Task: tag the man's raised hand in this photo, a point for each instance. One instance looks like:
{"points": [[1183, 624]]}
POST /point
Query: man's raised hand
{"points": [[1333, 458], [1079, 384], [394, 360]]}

+---+

• Your goal: Write out all the rows above again, word for word.

• The answer:
Task: tag the man's raised hand in this photo, a point for each instance. One instance looks like:
{"points": [[1183, 624]]}
POST /point
Query: man's raised hand
{"points": [[1333, 458], [1079, 384], [394, 360]]}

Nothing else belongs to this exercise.